• [Ações exigidas]:
**1)** Responda, com base no texto sobre anosognosia:
(a) Em que ano e por qual neurologista o termo foi criado?
(b) Além da geriatria, em que área Claudia Burlá atua?
(c) Qual aspecto foi escolhido como foco, em lugar do fisiológico?
**2)** Prossiga o texto sobre anosognosia a partir do ponto em que ele termina.

• [Texto fornecido]:
O nome é difícil e o problema é delicado. A anosognosia se caracteriza pela falta de consciência sobre a própria doença, o que pode levar o paciente a não reconhecer suas limitações ou a apresentar comportamentos inadequados. O termo foi criado em 1914 pelo neurologista Joseph Babinski, quando discorreu sobre o caso de dois homens com hemiplegia esquerda com uma total falta de consciência dessa falha motora. Quem sofre dessa síndrome pode ter dificuldades para aderir ao tratamento e precisa de todo o suporte familiar disponível. Como o campo de estudos é vasto, preferi focar o aspecto comportamental, e não o fisiológico. Conversei com a médica geriatra Claudia Burlá, que também atua na área de medicina paliativa, e ela explicou ser relativamente comum que, nos estágios iniciais de uma demência, a pessoa chegue ao consultório sozinha, por indicação de um outro especialista, sem suspeitar da sua condição: “é alguém que dirige seu carro, gerencia sua casa e até conversa com desenvoltura. No entanto, ao longo da consulta, surgem pistas de que o discurso não é coerente”.

• [Dados]:
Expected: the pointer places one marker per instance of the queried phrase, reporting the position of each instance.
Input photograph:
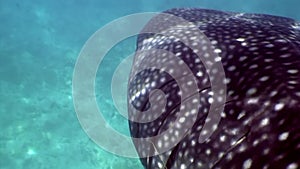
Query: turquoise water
(39, 43)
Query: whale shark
(259, 123)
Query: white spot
(265, 122)
(278, 106)
(181, 119)
(217, 50)
(200, 74)
(222, 138)
(160, 165)
(182, 166)
(217, 59)
(283, 136)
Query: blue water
(39, 43)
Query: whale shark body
(259, 125)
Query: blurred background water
(39, 44)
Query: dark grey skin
(260, 125)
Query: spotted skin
(259, 127)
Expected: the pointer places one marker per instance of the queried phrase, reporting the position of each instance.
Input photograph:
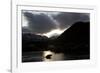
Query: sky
(50, 23)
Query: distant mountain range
(74, 41)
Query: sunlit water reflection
(51, 56)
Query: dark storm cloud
(39, 23)
(67, 18)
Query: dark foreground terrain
(73, 43)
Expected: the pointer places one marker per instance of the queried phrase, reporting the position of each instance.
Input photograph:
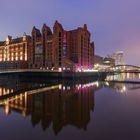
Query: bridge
(125, 68)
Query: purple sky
(114, 24)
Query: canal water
(68, 110)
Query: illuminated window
(21, 58)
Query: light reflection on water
(69, 110)
(134, 77)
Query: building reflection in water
(59, 106)
(122, 87)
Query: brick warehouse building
(14, 53)
(57, 50)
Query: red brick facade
(57, 50)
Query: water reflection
(128, 77)
(56, 105)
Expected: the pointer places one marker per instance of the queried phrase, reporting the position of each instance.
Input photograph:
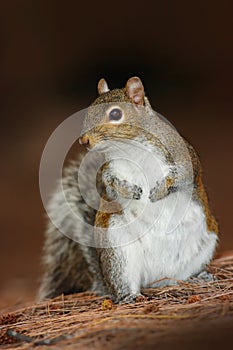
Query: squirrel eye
(115, 114)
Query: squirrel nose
(84, 140)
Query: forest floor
(188, 315)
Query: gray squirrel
(154, 259)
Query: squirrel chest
(152, 225)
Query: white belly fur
(157, 254)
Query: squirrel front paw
(116, 187)
(162, 189)
(126, 189)
(133, 298)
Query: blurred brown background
(52, 54)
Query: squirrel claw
(137, 192)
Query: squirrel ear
(135, 90)
(102, 86)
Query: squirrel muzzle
(84, 140)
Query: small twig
(19, 336)
(139, 316)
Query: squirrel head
(115, 113)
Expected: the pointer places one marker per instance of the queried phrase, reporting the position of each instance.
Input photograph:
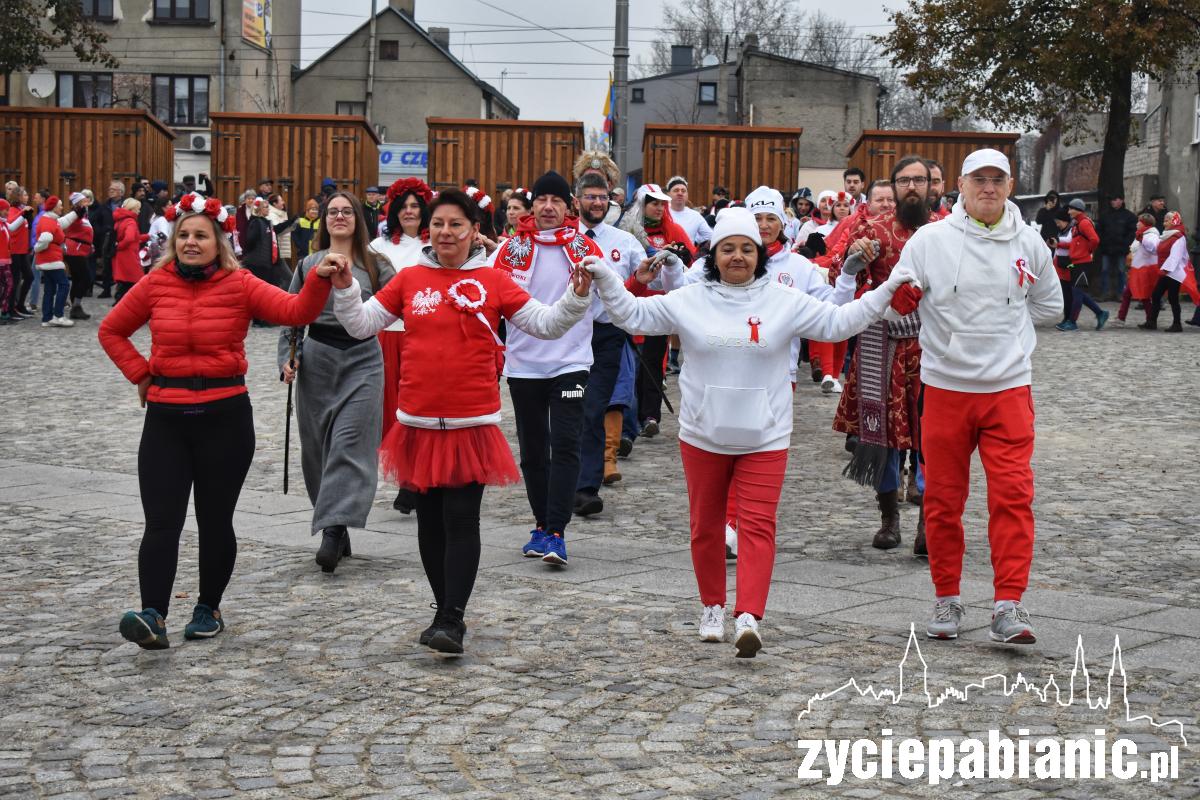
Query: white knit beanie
(766, 200)
(736, 222)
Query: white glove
(900, 275)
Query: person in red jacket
(199, 432)
(48, 260)
(127, 263)
(1084, 270)
(78, 246)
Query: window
(175, 11)
(348, 108)
(85, 89)
(99, 10)
(181, 100)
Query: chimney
(442, 36)
(682, 58)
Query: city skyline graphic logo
(1049, 691)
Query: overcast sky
(547, 76)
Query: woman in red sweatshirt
(199, 431)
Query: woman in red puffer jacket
(126, 263)
(199, 432)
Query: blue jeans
(57, 286)
(1111, 264)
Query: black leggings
(448, 534)
(207, 446)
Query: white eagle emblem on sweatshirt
(426, 302)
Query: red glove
(905, 300)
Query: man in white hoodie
(984, 280)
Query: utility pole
(371, 49)
(621, 88)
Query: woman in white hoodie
(736, 400)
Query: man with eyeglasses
(983, 280)
(601, 425)
(879, 403)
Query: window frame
(171, 98)
(76, 89)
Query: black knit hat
(552, 184)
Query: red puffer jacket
(126, 263)
(198, 328)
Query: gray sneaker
(947, 617)
(1012, 625)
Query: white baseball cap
(766, 200)
(987, 157)
(736, 222)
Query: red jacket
(1084, 240)
(126, 263)
(18, 240)
(79, 234)
(198, 328)
(49, 233)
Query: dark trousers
(649, 382)
(607, 343)
(448, 535)
(81, 282)
(1170, 287)
(550, 419)
(205, 449)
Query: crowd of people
(405, 312)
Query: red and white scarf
(519, 251)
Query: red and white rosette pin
(754, 323)
(468, 296)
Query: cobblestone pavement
(586, 681)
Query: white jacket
(979, 302)
(735, 392)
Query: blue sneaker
(205, 623)
(537, 546)
(556, 549)
(145, 629)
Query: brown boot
(918, 546)
(612, 422)
(888, 535)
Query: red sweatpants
(831, 355)
(1001, 426)
(759, 479)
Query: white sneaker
(745, 636)
(712, 624)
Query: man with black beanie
(547, 378)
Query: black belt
(198, 383)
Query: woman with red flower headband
(199, 432)
(406, 232)
(447, 444)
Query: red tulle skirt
(423, 458)
(390, 342)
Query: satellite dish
(41, 83)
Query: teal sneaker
(205, 623)
(145, 629)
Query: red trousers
(953, 425)
(831, 355)
(759, 479)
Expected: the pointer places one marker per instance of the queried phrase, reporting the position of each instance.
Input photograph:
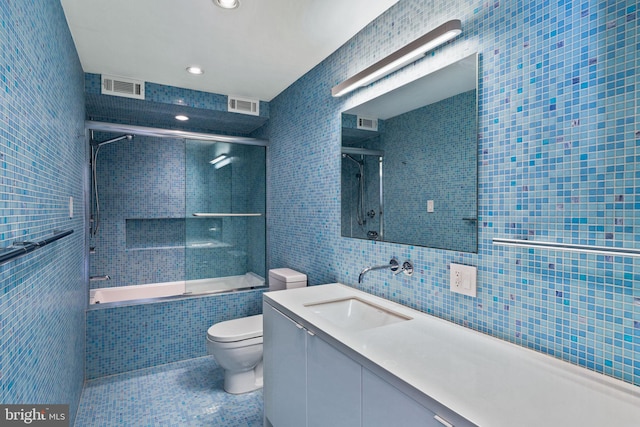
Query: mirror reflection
(409, 162)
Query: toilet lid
(237, 329)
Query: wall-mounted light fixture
(400, 57)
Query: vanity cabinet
(384, 405)
(308, 382)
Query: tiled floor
(187, 393)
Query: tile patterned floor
(187, 393)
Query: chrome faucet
(393, 266)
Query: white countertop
(488, 381)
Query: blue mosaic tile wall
(139, 180)
(42, 160)
(558, 161)
(126, 338)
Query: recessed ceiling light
(195, 70)
(227, 4)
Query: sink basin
(355, 314)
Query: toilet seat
(241, 329)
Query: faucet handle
(407, 268)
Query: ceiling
(255, 51)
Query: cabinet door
(285, 368)
(333, 386)
(384, 405)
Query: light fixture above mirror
(398, 59)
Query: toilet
(237, 344)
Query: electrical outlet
(463, 279)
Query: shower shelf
(21, 248)
(222, 215)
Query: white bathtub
(181, 287)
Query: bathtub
(178, 288)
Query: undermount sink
(355, 314)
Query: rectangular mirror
(409, 162)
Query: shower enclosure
(362, 206)
(175, 213)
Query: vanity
(337, 356)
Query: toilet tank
(286, 278)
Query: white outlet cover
(463, 279)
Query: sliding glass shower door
(225, 216)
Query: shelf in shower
(223, 215)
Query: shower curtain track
(171, 133)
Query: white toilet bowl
(237, 344)
(237, 347)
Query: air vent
(244, 106)
(367, 123)
(120, 86)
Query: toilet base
(244, 381)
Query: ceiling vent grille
(366, 123)
(120, 86)
(244, 106)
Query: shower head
(118, 138)
(350, 157)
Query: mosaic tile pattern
(136, 336)
(42, 159)
(558, 160)
(188, 393)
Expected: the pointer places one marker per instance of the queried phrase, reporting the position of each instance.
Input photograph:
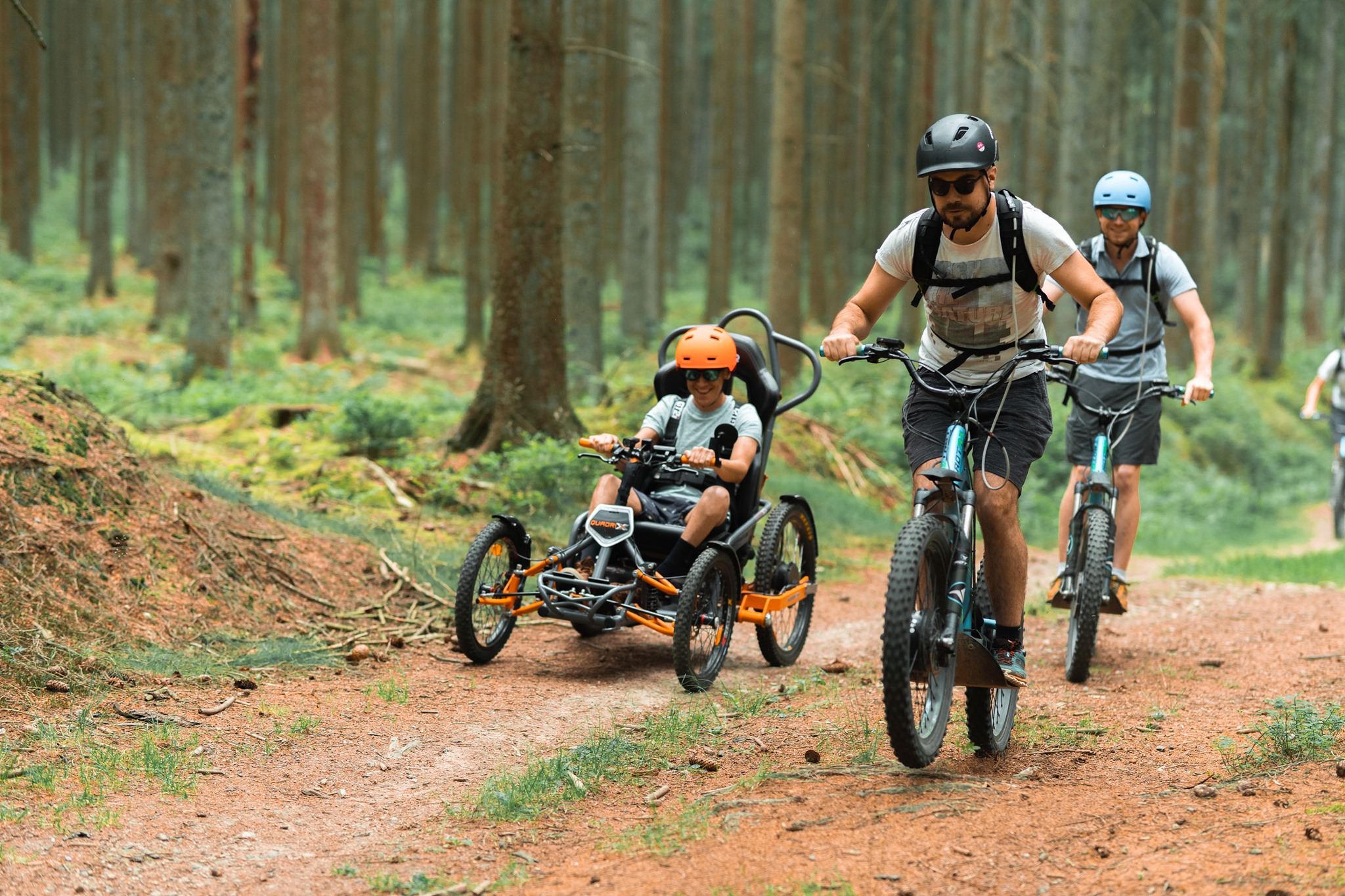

• [Respostas por tarefa]:
**1)**
(a) Em 1914, pelo neurologista Joseph Babinski.
(b) Na medicina paliativa.
(c) O aspecto comportamental.

**2)**
Em seus mais de 30 anos de prática clínica, a doutora Claudia Burlá já lidou com dezenas de casos de demência frontotemporal, que tem uma peculiaridade: atinge em cheio o lado comportamental. “A demência frontotemporal leva a comportamentos exacerbados”, afirma a médica. “O indivíduo perde a capacidade de percepção e isso pode se manifestar em hipersexualidade ou em esbanjamento de dinheiro. É também comum um julgamento distorcido: o paciente age como se tivesse muitos amigos, embora esteja sempre só”, acrescenta. Daí a importância de parentes e conhecidos estarem atentos a pequenos sinais que surgem no dia a dia da convivência: “uma avó que se torne generosa demais de uma hora para a outra é indicação de comportamento inadequado. Excentricidades além da curva também devem chamar a atenção. A família pode achar que a pessoa está engraçada, desinibida, mas o quadro pode ser de doença neurodegenerativa. Um dos pontos sensíveis é o do autocuidado: a higiene pessoal fica comprometida, o paciente passa a usar sempre a mesma roupa”, diz a especialista.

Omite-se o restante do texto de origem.